▸ **Passage**:
-------
Andrew Deaner is the Tottenham fan who jumped down from the stands to oversee the medical treatment being given to the midfielder. In a potentially life-saving twist of fate, Deaner, a consultant cardiologist at the London Chest Hospital where Muamba is being treated, happened to be attending the match with his brother.

He said: “If you’re going to use the term miraculous, I guess it could be used.” It is a term Muamba’s family have frequently employed in recent days.

Bobby Barnes visited the hospital on Wednesday to give Muamba’s father, Marcel, an £830 Lladro “Champions Team” statuette on behalf of the Professional Footballers’ Association, where he is deputy chief executive.

“His parents are strong people, very committed Christians and they have faith in God,” Barnes said. “They feel like their prayers have been answered.”

Even Deaner was taken aback by the player’s witty response right at the earliest outset of his recovery. Deaner was the first to speak to him upon his revival from an induced coma on Monday.

“I whispered into his ear, ‘What’s your name’,” recalled Deaner, with Muamba giving his name in response.

“I said, ‘I understand you’re a very good footballer’. And he said ’I try’.”

Deaner admitted that quip brought tears to his own eyes.

But although hopes are high that Muamba will one day make a full recovery, the doctor did sound a cautious note when asked if the former England Under-21 international would ever again play top-level football.

He added: “He’s made a remarkable recovery so far. We don’t want to get ahead of ourselves.

"As things stand, I think his life is not in danger at this time. His neurological function is looking very good but it is early days.”
-------
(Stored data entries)
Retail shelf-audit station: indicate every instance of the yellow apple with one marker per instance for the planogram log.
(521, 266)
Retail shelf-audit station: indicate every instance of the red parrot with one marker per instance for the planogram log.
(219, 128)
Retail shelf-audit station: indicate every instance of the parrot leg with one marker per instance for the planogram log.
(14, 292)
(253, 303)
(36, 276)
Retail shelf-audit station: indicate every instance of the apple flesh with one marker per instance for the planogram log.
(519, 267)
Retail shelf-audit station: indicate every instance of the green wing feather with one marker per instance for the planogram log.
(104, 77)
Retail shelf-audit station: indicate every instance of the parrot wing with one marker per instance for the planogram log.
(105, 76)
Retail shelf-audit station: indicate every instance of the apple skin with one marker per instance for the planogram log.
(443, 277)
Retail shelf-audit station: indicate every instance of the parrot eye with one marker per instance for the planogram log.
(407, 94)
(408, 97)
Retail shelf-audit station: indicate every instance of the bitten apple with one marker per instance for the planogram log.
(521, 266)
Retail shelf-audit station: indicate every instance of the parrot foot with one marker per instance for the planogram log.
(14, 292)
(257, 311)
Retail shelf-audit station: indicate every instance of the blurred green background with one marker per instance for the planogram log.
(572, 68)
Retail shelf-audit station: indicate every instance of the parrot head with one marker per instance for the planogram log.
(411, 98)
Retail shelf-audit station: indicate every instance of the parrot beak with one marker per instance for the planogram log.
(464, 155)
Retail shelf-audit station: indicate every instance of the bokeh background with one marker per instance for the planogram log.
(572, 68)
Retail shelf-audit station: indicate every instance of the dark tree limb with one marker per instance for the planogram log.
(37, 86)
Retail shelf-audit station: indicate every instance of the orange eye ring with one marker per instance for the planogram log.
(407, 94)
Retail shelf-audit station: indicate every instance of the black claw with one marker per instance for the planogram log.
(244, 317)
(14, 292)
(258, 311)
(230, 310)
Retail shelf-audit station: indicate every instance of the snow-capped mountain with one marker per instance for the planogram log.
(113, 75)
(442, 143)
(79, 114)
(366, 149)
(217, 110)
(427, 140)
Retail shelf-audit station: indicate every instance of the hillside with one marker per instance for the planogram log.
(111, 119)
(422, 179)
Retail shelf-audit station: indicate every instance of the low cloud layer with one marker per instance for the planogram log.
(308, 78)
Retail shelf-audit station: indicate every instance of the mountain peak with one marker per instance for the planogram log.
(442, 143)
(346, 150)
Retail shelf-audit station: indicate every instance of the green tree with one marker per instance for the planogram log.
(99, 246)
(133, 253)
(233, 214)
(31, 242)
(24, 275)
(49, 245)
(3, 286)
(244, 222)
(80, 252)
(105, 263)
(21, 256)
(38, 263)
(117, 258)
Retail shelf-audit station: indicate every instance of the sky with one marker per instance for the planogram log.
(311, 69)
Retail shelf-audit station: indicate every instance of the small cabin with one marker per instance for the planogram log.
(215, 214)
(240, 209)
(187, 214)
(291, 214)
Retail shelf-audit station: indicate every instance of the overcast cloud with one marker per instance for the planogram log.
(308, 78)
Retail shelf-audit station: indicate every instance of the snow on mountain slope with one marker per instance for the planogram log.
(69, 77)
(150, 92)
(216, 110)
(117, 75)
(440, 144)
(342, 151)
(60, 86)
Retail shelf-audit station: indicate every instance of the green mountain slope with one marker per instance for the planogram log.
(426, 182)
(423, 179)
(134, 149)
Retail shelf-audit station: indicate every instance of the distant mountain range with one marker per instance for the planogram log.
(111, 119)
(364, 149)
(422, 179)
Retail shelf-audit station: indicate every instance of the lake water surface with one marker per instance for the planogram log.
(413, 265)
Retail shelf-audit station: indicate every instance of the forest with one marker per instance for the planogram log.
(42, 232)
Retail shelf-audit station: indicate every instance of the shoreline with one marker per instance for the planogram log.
-------
▸ **Task item**:
Reproduce the passage on Muamba's recovery word for word, starting at "Even Deaner was" and ending at "name in response.".

▸ **Solved problem**:
Even Deaner was taken aback by the player’s witty response right at the earliest outset of his recovery. Deaner was the first to speak to him upon his revival from an induced coma on Monday.

“I whispered into his ear, ‘What’s your name’,” recalled Deaner, with Muamba giving his name in response.